Your objective:
Below are entries. Reproduce exactly the lines between the line holding "[point] every instance of the city" and the line holding "[point] every instance of the bridge deck", inclusive, and only those.

Records for the exercise:
--- START ---

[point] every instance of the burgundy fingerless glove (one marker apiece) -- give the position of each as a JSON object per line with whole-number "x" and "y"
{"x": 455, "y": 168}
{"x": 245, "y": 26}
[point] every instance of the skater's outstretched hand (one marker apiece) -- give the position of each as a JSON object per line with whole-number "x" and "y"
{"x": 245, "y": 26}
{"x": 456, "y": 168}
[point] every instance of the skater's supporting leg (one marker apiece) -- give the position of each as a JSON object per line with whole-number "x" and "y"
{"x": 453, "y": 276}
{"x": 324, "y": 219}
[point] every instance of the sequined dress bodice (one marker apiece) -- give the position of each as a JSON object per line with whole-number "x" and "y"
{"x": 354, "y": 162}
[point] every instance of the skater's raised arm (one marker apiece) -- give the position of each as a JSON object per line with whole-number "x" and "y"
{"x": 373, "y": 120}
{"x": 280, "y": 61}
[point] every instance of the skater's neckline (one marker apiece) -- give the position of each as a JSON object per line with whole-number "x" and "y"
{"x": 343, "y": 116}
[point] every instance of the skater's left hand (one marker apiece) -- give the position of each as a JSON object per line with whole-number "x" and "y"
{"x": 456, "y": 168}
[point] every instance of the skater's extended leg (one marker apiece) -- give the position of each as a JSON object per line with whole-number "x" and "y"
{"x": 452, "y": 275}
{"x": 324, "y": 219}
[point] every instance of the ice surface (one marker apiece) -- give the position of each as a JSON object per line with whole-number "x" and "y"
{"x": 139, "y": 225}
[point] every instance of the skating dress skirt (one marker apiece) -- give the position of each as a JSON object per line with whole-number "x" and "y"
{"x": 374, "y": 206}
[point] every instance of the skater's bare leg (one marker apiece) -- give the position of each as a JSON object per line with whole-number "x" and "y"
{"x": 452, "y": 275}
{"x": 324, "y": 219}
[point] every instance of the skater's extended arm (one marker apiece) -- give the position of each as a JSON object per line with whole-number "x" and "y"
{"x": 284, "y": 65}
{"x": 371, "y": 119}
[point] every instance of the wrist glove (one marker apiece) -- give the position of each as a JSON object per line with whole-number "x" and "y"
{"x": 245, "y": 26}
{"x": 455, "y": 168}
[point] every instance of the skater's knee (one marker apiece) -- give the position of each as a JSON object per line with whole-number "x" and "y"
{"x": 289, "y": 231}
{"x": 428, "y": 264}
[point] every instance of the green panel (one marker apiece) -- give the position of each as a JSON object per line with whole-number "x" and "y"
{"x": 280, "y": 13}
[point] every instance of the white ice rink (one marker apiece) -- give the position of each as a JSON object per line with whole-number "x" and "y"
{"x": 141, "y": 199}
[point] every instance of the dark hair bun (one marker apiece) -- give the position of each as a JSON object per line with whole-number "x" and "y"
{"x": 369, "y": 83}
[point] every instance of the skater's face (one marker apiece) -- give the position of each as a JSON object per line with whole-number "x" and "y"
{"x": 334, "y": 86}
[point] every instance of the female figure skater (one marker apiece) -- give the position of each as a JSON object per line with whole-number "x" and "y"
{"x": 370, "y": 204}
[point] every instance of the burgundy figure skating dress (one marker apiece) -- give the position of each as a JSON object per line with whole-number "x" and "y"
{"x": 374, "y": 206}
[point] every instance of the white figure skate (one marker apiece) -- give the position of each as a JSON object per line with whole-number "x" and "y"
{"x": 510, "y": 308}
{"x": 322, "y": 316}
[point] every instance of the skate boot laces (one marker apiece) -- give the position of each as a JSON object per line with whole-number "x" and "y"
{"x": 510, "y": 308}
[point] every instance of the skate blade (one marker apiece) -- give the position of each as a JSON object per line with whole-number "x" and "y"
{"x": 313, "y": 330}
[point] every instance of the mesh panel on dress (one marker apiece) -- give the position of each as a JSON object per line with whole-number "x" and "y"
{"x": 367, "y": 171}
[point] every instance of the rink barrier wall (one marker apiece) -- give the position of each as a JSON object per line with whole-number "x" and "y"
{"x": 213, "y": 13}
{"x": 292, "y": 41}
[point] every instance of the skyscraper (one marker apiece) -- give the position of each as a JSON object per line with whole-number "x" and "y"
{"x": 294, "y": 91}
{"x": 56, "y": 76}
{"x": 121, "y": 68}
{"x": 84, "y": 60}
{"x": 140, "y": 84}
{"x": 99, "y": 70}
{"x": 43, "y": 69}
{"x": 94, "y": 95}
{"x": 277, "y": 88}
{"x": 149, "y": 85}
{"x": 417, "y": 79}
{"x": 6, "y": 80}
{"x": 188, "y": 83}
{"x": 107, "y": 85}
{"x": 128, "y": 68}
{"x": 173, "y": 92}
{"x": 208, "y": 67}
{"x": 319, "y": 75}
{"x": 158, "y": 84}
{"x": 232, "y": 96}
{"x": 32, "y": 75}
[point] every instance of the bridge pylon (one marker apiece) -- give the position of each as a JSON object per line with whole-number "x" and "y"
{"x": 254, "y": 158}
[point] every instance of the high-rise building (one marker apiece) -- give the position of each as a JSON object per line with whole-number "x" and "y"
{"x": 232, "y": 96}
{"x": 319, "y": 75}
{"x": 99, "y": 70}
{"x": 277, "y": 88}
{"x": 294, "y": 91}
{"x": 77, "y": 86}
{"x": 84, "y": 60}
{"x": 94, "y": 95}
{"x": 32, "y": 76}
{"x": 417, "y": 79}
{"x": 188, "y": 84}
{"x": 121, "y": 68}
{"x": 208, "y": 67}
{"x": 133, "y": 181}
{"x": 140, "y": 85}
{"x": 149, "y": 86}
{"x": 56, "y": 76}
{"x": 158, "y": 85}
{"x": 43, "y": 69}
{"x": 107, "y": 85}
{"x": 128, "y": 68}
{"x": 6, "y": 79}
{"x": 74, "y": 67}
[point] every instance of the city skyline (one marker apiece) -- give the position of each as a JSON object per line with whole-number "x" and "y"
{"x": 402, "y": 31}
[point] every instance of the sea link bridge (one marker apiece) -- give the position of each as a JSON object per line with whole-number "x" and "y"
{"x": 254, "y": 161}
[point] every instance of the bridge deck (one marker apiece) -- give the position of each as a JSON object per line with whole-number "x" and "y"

--- END ---
--- START ---

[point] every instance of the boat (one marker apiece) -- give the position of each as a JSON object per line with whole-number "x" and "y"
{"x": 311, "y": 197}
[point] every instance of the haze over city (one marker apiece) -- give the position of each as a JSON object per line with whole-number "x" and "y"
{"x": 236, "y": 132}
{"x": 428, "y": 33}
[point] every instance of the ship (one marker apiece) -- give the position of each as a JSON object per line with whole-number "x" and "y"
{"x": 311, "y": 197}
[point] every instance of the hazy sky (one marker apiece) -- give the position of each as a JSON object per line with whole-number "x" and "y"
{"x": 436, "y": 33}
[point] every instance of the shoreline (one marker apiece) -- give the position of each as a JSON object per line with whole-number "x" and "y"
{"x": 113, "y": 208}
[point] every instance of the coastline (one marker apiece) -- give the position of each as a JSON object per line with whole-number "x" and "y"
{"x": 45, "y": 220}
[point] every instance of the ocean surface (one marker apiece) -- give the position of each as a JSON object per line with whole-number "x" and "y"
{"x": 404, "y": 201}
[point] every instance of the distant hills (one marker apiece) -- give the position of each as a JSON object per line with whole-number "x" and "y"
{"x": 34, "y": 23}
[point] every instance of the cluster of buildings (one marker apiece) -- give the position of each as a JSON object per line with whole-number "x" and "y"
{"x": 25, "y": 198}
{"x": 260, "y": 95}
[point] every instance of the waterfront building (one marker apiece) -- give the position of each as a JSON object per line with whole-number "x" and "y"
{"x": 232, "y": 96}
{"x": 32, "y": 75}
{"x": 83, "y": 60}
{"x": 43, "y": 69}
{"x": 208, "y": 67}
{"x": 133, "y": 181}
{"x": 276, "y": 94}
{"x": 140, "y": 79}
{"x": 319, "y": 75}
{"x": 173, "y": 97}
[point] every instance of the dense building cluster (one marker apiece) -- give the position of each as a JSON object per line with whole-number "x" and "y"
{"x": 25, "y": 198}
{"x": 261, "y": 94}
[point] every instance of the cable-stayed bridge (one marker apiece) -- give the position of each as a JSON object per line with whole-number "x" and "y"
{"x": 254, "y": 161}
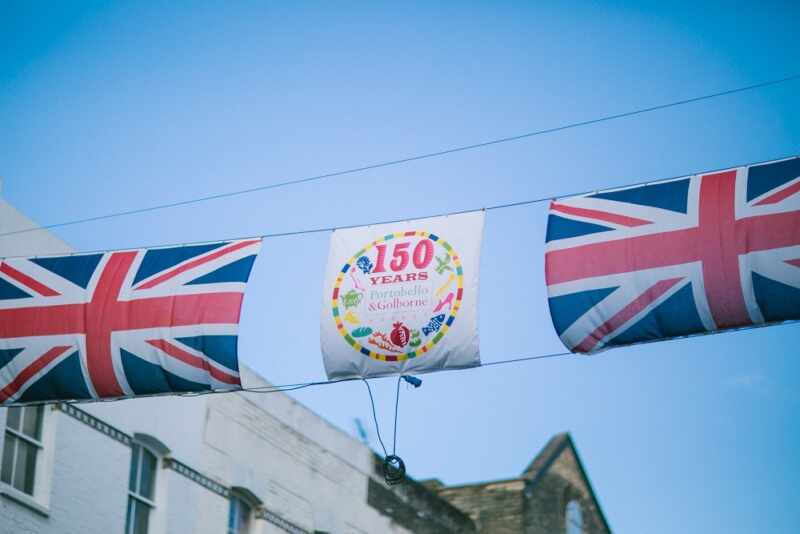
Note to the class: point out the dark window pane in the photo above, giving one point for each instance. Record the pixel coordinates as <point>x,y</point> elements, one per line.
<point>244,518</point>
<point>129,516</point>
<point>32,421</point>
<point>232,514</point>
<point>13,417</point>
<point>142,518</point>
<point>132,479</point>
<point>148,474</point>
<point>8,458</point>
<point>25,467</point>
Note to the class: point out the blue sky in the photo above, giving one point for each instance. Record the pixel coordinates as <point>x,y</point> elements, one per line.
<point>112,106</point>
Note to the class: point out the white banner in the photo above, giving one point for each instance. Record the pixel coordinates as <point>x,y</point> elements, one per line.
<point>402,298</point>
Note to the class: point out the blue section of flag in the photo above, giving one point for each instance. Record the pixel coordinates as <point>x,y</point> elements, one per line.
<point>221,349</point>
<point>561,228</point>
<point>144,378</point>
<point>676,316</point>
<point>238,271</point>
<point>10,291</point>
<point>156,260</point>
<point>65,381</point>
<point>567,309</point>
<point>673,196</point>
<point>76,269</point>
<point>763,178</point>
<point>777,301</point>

--- END ---

Result for this exercise:
[point] every instance of the city skyline (one marker apiece) -- give the position of each as a JSON object per line with whole-number "x" and "y"
{"x": 402, "y": 31}
[point] every instance of the sea link bridge (one marker apiece) -- give the position of each as a JSON object per line with whole-number "x" and "y"
{"x": 254, "y": 161}
[point] every instance of the bridge deck (one marker apiece) -- give the position of each as a JSON object per line with whole-number "x" and "y"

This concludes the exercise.